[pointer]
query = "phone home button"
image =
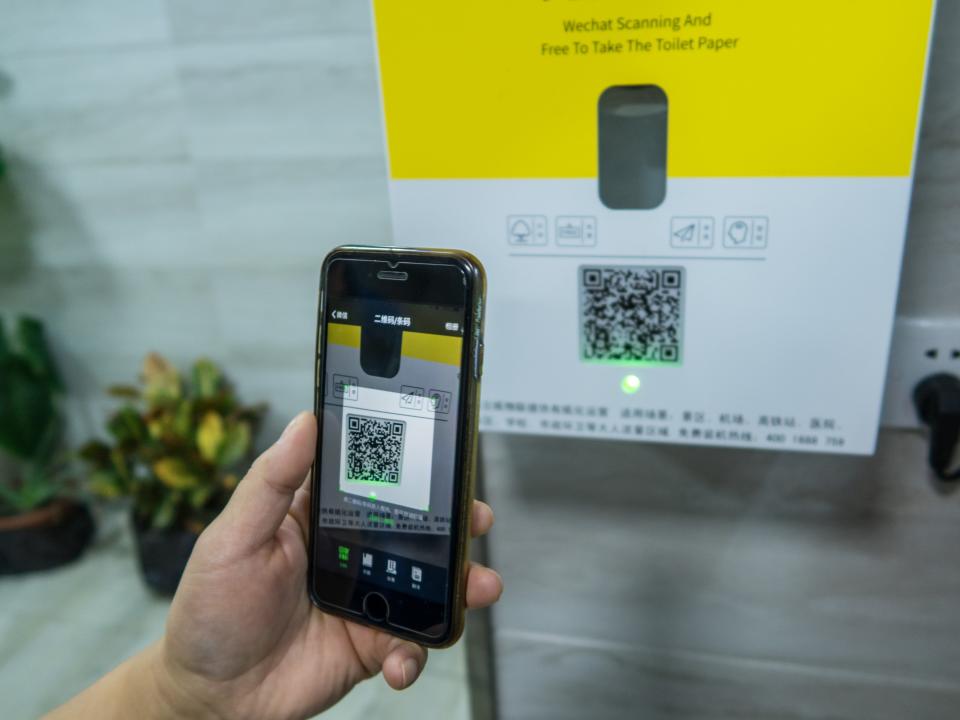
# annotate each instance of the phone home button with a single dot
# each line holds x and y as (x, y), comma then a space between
(376, 607)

══════

__Given task__
Reproduce the items above line for line and word for word, leaving out the pictures.

__Result__
[pointer]
query = "phone home button"
image =
# annotate each instance of the phone home button with a single dot
# each line holds x and y as (x, y), comma then a space between
(376, 607)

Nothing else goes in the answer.